» LISTED RECORDS
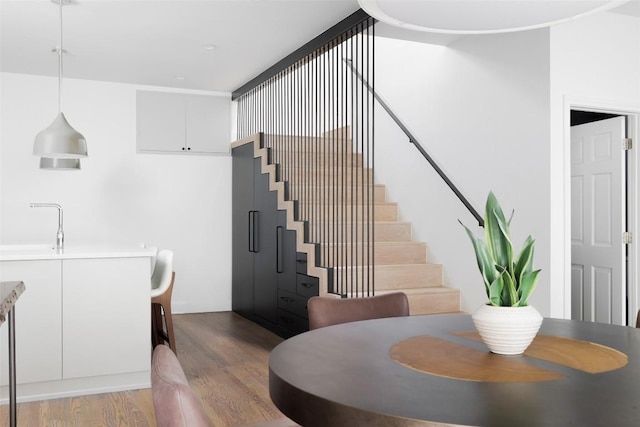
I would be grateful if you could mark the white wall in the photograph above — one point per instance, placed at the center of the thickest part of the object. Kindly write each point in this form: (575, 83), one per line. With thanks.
(480, 107)
(180, 202)
(595, 62)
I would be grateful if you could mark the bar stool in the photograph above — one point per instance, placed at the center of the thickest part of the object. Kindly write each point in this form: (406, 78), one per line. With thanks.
(161, 289)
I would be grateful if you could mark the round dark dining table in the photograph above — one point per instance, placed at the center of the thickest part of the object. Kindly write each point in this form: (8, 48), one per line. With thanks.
(435, 371)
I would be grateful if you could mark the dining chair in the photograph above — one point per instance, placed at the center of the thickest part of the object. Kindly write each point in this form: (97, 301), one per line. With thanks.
(162, 281)
(175, 404)
(327, 311)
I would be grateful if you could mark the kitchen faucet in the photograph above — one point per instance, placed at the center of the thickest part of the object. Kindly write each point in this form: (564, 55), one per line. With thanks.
(60, 233)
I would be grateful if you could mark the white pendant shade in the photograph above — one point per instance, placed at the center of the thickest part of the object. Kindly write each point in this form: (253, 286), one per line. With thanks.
(48, 163)
(60, 141)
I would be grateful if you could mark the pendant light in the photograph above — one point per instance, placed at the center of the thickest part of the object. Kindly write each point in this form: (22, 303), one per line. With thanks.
(60, 146)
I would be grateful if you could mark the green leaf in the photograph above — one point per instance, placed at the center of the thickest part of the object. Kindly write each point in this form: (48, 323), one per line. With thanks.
(507, 281)
(483, 258)
(496, 229)
(509, 291)
(527, 286)
(524, 263)
(495, 292)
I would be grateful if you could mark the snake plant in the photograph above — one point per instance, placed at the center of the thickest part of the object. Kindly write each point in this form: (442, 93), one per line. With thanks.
(509, 280)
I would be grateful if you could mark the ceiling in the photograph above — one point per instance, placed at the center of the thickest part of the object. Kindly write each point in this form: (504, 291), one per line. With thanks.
(156, 42)
(161, 43)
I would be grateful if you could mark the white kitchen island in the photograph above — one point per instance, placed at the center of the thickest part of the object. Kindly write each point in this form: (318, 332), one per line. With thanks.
(84, 326)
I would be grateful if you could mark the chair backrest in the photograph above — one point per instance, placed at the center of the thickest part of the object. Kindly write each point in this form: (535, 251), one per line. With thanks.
(161, 277)
(325, 311)
(175, 404)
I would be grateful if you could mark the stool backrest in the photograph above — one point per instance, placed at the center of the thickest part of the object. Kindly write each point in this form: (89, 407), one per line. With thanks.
(161, 277)
(325, 311)
(175, 404)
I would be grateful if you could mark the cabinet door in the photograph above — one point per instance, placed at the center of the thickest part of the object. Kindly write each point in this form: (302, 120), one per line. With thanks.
(160, 121)
(265, 281)
(208, 124)
(242, 216)
(106, 316)
(37, 320)
(286, 253)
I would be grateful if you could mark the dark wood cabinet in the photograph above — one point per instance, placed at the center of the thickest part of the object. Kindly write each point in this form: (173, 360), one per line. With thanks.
(269, 281)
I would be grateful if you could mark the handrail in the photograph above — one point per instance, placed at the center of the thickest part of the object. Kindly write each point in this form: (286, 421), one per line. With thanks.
(414, 141)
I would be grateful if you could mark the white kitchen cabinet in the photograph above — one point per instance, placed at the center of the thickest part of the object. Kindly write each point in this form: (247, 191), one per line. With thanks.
(105, 316)
(83, 323)
(38, 321)
(176, 122)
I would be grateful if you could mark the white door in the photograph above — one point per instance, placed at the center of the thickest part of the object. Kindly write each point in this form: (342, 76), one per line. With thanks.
(598, 220)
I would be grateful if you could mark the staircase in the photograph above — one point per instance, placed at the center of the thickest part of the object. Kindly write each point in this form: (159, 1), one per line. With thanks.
(335, 186)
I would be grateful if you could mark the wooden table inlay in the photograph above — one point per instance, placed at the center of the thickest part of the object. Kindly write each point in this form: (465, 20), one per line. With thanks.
(447, 359)
(572, 353)
(429, 371)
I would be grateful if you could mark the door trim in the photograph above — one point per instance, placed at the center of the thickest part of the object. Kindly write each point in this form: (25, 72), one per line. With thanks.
(633, 115)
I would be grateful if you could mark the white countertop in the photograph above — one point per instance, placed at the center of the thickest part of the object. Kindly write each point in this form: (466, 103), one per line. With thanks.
(29, 252)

» WORK REQUIRED
Leaving the pictures out, output the material exactly as it appears.

» REPLY TO THE TASK
I would be grateful if you could mark the white wall in the photograph above — one point per instance, placed at the center of the thickest part of the object. Kindly write each point in this form: (575, 83), one per line. With thanks.
(480, 107)
(180, 202)
(595, 62)
I would be grateful if you could mark the bar stool in the photograph above — one point per instance, placed at the center of the thickest part of the object. Kindly write each point in this form: (406, 78), one per line. With thanks.
(161, 289)
I would be grateful if you could mark the round dark dining table in the photograph above — one point per instance, placed at the center of the thickest part of the object. Kindly write each point in this form: (8, 48), one per line. With thanks.
(435, 371)
I would be grateful if you could mark the dining chair in the photograph above — one point per instance, placed at the center of the thickest part of the object. Kindly write each point in this form: (97, 301), one per line. With thanks.
(162, 281)
(175, 404)
(327, 311)
I would be grateful if you could mark the kitchen faucet in the photograph above — one point per instance, placed at the center of the thickest part of the object. Kindly write each point in this form: (564, 55), one per line. With thanks.
(60, 233)
I would be grateful if you could mark the white pendant shade in the photograph above — one point per instance, placed at the center of the thickest part of the object. Kindly write each point in this form: (253, 286), one per line. With thanks.
(48, 163)
(60, 141)
I would be grateful if you could mark the pendant light in the photograph above — one point per instance, placed at the center of the thickest part of the object. Kindly write each point in this form: (22, 303), one per line. With thanks.
(60, 146)
I would be grateful if you could mark the green leaf in the photograph above — one point per instance, placed at the center of the thickest part of the object. Kindly write each point in this form: (48, 323), one per line. With thanks.
(507, 281)
(483, 258)
(496, 229)
(509, 291)
(527, 286)
(524, 263)
(495, 292)
I would be grateful if you could mark the snake plant in the photograph above — one point per instance, placed at the center of the thickest part of the object. Kindly write each point in this form: (442, 93), one per line. With thanks.
(509, 280)
I would be grateful if you could mark the ceiling in the photograph above — one point per instance, placed at the center of the thickest part of the object. Kindly write each point in this form: (504, 291), one per line. With thanks.
(156, 42)
(161, 43)
I would be grateful if you could mark the white kitchen island in the photograph above — one point per instance, placed at the center of the thickest part of the object. Kindly write each point in this form: (318, 332), one per line. With thanks.
(84, 326)
I would be grateful if you could mark the chair backrest in the photograph above — one point per instance, placed at the center of the thickest part of the object. Kindly write each point in this form: (535, 251), one per line. With thanks.
(161, 277)
(325, 311)
(175, 404)
I would be grateful if you could mark the stool backrest in the photograph above — one point per instance, placed at the center of the thickest part of the object. Kindly write each point in this form: (89, 407), one per line. With thanks.
(161, 277)
(325, 311)
(175, 404)
I would be grateful if you could mark the cabinet door in the photograph above — one point per instance, placed at the center of the thickest part of the object. Kindly write each point in this form: (302, 120), one per line. With thanks.
(160, 121)
(265, 281)
(208, 124)
(242, 216)
(106, 316)
(37, 320)
(286, 253)
I would be grateful if you could mark the dark wood cabinet in the photograph above — one point per instance, placed at the center of the thickest part of the object. Kindly write each point in this form: (173, 360), one per line. With thanks.
(269, 281)
I would be grateful if you could mark the handrail in the photograph above — one point per instance, placed at the center of the thickest part of the object. Kindly write each point in this form: (286, 421), one per line. With thanks.
(414, 141)
I would be grateful if you could mark the white kitchen cabinet in the photograph above — one point per instance, placed at the center of the thickest part of the object. Kindly write each point in this form: (247, 191), one per line. With thanks.
(105, 316)
(83, 323)
(38, 321)
(176, 122)
I would be grateful if you could mark the white door in the photograph above — one point per instance, placed at the center of the thickest part of the object. Kindly write each point in this form: (342, 76), one per line. With thanks.
(598, 220)
I would be grateful if you could mark the staircase in the photograph above — one point per instance, placed at the center of the thickest part of the object. Kindly write each point in this form: (159, 1), one per line. With thanks.
(335, 186)
I would be grateful if you could mark the wooden table inlay in the photograph above — one point per instance, placed at the center of the thickest part of the object. Kindly write each point in this form: (465, 20), one per line. With thanks.
(447, 359)
(572, 353)
(429, 371)
I would be grateful if you could mark the door trim in the photograph above — one point per instance, placed at the center of the thickest part of the object. Kindly write each point in this form: (25, 72), one per line. With thanks.
(633, 115)
I would be grateful if you could mark the white countertop in the photograph above — one point per instance, placed at the center of the thickest part of the object. Kindly write each point in this form: (466, 103), one per line. With thanks.
(29, 252)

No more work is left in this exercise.